___ DATA SHOWN ___
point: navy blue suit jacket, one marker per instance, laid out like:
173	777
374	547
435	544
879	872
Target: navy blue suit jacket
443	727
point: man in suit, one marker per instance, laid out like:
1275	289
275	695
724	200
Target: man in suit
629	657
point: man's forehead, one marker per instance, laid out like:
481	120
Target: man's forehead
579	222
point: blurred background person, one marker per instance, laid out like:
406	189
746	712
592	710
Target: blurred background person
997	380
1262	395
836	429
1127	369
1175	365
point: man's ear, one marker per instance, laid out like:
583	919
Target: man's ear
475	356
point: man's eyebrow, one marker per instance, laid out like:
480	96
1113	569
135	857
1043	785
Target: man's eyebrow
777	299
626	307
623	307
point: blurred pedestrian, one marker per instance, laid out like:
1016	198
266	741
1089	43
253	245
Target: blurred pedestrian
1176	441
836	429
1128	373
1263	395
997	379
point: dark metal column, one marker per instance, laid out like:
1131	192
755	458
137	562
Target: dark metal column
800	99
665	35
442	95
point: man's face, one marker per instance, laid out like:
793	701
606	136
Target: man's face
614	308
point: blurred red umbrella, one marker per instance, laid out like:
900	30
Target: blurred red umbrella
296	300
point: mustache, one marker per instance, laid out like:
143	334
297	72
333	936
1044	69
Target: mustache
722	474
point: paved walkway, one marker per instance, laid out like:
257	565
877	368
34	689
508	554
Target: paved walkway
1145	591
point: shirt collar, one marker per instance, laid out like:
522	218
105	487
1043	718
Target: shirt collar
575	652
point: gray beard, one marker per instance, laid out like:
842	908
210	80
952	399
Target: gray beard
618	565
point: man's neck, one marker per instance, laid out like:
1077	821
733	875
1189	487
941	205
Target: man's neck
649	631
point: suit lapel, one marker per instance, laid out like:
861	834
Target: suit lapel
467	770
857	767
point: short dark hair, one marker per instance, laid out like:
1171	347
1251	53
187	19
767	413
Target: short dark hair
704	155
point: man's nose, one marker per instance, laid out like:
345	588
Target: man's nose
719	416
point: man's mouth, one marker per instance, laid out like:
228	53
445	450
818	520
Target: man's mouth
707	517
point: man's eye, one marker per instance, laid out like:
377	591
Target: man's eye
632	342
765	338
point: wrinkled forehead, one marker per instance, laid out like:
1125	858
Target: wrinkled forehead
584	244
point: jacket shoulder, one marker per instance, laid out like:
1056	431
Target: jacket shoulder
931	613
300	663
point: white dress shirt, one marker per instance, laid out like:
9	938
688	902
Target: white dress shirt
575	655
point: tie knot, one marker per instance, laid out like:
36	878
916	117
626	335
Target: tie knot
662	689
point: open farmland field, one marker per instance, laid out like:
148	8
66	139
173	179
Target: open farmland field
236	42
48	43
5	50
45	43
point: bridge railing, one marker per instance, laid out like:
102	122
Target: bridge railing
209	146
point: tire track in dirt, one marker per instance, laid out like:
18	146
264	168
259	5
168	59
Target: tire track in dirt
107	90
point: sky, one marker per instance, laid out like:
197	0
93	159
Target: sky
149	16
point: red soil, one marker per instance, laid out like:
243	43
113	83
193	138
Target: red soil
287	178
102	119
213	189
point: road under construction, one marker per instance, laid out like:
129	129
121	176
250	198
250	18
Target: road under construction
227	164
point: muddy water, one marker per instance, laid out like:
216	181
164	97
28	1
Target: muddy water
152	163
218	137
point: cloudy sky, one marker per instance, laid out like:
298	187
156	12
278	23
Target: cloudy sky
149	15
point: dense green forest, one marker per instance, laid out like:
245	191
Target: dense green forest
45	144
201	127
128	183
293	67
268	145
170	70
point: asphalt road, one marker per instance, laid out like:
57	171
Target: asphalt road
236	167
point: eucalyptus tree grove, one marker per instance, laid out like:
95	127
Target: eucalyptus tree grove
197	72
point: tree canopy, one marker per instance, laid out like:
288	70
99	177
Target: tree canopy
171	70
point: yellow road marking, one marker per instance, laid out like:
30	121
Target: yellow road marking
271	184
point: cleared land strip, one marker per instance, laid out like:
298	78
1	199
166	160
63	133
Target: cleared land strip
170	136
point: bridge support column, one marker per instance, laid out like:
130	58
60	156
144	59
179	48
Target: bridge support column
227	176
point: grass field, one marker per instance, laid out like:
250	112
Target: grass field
___
Please extract the stretch of the listing from the line containing "point: bridge support" through the end of the listing, and reproduce those lines character for character.

__THE OUTPUT__
point: bridge support column, one marker per instance, laid out like:
130	58
60	156
144	59
179	48
Target: bridge support column
227	176
point: grass field, one marker per instance, laid out like:
250	112
Target: grass field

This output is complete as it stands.